**CHECK YOUR UNDERSTANDING:**
a) In the pine tree essay below, what is the Japanese word for pine?
b) From the pine tree essay below, pull out the stretch from "What do I look" through "in the woods.", word for word.
c) Write what comes next in the pine tree essay below, picking up right after its last sentence.

**DOCUMENT TEXT:**
☆ ☆ ☆ ☆ ☆

Native American people see the pine tree as a symbol of wisdom and longevity. Its needles and sap are medicine that protects people from illnesses, witchcraft, and more.

In the Orient the pines are also associated with longevity, virtue, youth, masculinity and power. The Japanese word for pine is Matsu which also stands for “waiting for the soul of God to descend from heaven.” In ancient Shinto beliefs, gods were said to have ascended to Heaven on a pine tree, where they now reside on a beautiful volcanic mountain in giant or old trees. Pine trees are associated with the New Year in Japan. So much so that many Japanese hang a bundle of pine twigs and bamboo trunks known as a Kado matsu ("Gate pine") on their doors to receive a blessing from the gods.

This almost reminds us of Muir’s quote: “Between every two pines is a doorway to a new world,” doesn’t it?

While I love that quote, and conifers such as pines rule, I would love to expand Muir’s quote to: “Between every two trees in a forest is a doorway to a new world.” I strongly believe there is power in nature as a whole, and not only in pine trees.

For me, it does not matter how familiar or unfamiliar the woods are, every time I step outside into the woods the worries of the world fall off my shoulders; I can retreat into my own world and relax. Early on in my life, in Holland, Uganda, Nepal, Yemen, and New Mexico I was in my happy place when I was alone just strolling around in nature, looking around and sometimes studying the things I saw around me.

What do I look for when I retreat into the natural world? For one, I grow bonsai trees at home and it is great to study the canopy of mature trees in the forest for examples to style my little trees. In my reading by E.O. Wilson you heard me tell you that he considers that there is more order in a handful of soil than in on the surface of all planets combined.

To me nature is full of order; full of hidden patterns, and that is another thing I am always on the lookout for. It is survival of the fittest, parsimony, and full of those patterns waiting to be discovered and understood. That is what I do in the woods.

Think about it, every spring the leaves come back, the dogwoods and the redbuds flower and we have to deal with pine pollen. Let me tell you, I had the worst allergy season this year. In summer months, nature does its thing, I enjoy watching the adult birds raise their young, watch the skinks (or lizards) in our backyard, and just see everything grow. In fall nature is preparing for winter. In winter, you notice things you hardly see other times in the year, like when looking up in the canopy you see that not many tree canopies touch each other. Also, that there is a rhythm on the way the trees branch and the way side branches come off.

In her book: “The Solace of Open Space” Gretel Ehrlich wrote: “Autumn teaches us that fruition is also death; that ripeness is a form of decay. The willows, having stood for so long near water, begin to rust. Leaves are verbs that conjugate the seasons.” Yes, nature to me is very predictable and it helps me to sort my thoughts. So yes, a new door opens every time I enter nature, I discover something new.

☆ ☆ ☆ ☆ ☆

**LISTED RECORDS:**
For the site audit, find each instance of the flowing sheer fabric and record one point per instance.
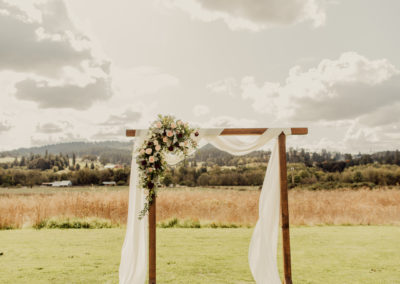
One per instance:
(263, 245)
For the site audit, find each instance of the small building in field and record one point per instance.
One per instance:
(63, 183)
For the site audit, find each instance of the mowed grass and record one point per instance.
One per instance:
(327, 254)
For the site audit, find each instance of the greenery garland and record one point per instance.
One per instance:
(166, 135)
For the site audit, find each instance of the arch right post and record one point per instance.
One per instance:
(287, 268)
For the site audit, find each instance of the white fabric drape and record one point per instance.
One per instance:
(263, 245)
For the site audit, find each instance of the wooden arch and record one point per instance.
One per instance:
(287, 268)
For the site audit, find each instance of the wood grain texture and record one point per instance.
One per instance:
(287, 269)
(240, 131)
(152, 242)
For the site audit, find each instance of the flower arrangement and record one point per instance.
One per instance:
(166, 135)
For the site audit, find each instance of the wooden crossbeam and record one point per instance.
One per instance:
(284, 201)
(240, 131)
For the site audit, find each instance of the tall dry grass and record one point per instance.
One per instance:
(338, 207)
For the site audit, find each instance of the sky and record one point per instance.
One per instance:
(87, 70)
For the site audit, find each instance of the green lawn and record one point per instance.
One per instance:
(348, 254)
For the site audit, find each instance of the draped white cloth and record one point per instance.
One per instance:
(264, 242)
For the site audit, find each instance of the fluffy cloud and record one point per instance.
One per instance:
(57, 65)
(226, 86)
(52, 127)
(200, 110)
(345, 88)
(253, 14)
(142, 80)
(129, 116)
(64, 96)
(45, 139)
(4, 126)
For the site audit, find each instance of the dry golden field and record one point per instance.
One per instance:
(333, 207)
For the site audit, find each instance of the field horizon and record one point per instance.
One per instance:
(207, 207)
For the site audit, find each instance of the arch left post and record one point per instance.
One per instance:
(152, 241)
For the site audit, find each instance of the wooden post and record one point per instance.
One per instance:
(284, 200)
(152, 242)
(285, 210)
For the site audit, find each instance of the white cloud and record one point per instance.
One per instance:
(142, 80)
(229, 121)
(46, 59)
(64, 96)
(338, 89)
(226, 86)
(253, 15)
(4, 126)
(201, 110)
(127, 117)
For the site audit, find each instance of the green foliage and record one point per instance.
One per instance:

☆ ☆ ☆ ☆ ☆

**ANSWERS BY ITEM NUMBER:**
a) Matsu

b)
What do I look for when I retreat into the natural world? For one, I grow bonsai trees at home and it is great to study the canopy of mature trees in the forest for examples to style my little trees. In my reading by E.O. Wilson you heard me tell you that he considers that there is more order in a handful of soil than in on the surface of all planets combined.

To me nature is full of order; full of hidden patterns, and that is another thing I am always on the lookout for. It is survival of the fittest, parsimony, and full of those patterns waiting to be discovered and understood. That is what I do in the woods.

c)
Those snakes, ticks, mosquitoes and other varmints are not going to stop me from going out there. I take precautions, use bug spray, watch out where I step. I need to get out and be one with nature. The tall trees are my cathedral, my spiritual home. That is why all those parallel tree trunks in the forest are so important to me; they are my doorway to a different, a new world. As I said those forests are something we all need, not only for clean air and clean water, but also as a spiritual experience, for our sanity, our health and overall wellbeing. Once I enter the woods I need to become one with it and feel grounded, to touch the bark, feel the tree, like when I was young when I needed to eat those little red fruit in in those cacti. But most of all, I need to get out there and I urge you to go too.

----------------

Reading:

Organisms are all the more remarkable in combination. Pull out the flower from its crannied retreat, shake the soil from the roots into the cupped hand, magnify it for close examination. The black earth is alive with a riot of algae, fungi, nematodes, mites, spring-tails, enchytraeid worms, thousands of species of bacteria. The handful may be only a tiny fragment of one ecosystem, but because of the genetic code of its residents, it holds more order than can be found on the surfaces of all the planets combined. It is a sample of the living force that runs the earth – and will continue to do so with or without us.

Edward O. Wilson
The Diversity of Life

------------------------

Closing (Benediction):

Let us go out now into the sunlight filtered by the pine trees and oak trees. May the subtle fragrances of the woods bathe your body and your lungs. May this all bring you blessings and enhance your enjoyment of life for days to come, until the next time you can return to nature and experience it all over again.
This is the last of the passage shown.